» Input rows
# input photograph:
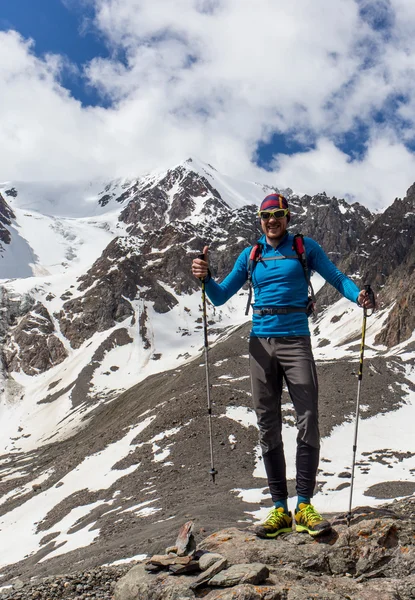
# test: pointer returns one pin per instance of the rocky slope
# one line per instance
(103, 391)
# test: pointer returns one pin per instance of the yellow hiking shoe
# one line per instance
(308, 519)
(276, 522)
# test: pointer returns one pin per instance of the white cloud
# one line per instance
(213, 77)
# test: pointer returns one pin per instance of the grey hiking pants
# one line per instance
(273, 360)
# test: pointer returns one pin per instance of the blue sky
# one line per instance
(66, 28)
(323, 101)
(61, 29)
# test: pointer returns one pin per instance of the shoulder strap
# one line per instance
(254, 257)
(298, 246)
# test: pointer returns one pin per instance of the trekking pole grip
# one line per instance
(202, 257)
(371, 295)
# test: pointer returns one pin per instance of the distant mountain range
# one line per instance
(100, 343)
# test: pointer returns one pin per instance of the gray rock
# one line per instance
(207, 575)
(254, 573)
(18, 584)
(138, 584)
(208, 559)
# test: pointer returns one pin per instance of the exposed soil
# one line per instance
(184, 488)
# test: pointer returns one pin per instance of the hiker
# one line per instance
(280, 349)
* * *
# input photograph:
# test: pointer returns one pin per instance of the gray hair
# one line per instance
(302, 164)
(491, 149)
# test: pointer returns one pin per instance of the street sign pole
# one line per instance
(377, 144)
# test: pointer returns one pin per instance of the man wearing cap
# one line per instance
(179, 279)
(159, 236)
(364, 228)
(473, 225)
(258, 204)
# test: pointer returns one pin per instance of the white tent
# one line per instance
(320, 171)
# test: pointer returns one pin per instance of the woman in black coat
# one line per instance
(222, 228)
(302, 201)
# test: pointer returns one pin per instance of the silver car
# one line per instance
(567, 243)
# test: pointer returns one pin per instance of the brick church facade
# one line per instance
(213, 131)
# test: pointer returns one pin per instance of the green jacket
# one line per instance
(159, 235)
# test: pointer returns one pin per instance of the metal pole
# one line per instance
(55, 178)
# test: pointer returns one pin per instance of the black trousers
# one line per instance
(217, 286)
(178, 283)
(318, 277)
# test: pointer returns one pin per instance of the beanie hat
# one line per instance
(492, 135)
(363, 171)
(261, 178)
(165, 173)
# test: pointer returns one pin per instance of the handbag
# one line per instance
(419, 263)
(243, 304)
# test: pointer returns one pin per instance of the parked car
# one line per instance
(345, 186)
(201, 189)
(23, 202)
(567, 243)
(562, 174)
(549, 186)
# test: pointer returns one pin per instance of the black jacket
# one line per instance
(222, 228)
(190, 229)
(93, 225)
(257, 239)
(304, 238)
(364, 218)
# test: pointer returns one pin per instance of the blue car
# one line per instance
--
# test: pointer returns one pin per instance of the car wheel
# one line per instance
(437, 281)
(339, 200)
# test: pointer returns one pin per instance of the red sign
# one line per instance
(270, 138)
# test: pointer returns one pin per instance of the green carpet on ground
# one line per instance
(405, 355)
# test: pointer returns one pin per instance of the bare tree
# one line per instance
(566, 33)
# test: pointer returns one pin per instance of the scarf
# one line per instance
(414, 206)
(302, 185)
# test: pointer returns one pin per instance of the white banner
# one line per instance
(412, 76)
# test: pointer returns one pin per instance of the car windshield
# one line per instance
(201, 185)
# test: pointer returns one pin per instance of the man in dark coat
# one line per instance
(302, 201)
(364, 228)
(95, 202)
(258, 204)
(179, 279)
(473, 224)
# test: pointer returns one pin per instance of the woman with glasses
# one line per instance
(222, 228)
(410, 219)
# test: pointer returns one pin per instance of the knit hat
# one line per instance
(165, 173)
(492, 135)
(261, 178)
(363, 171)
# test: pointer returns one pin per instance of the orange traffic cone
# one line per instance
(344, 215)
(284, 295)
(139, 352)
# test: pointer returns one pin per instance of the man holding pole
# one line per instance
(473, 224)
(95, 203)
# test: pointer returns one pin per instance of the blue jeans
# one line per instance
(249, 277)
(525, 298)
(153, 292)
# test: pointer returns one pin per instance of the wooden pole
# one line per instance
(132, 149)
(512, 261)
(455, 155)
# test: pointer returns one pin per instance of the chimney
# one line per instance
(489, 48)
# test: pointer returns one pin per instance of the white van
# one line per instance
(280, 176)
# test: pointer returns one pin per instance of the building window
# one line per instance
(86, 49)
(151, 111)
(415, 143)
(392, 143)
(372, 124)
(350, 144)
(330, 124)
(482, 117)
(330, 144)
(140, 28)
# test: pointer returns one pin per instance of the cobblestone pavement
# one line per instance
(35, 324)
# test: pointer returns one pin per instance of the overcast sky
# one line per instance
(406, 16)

» What is being asked
Show every line of the rows above that contains the word "hiking", copying each one in full.

» Exercise output
# test: pointer returns one pin per instance of the yellow hiking shoe
# test: pointer returns one pin per instance of the grey hiking pants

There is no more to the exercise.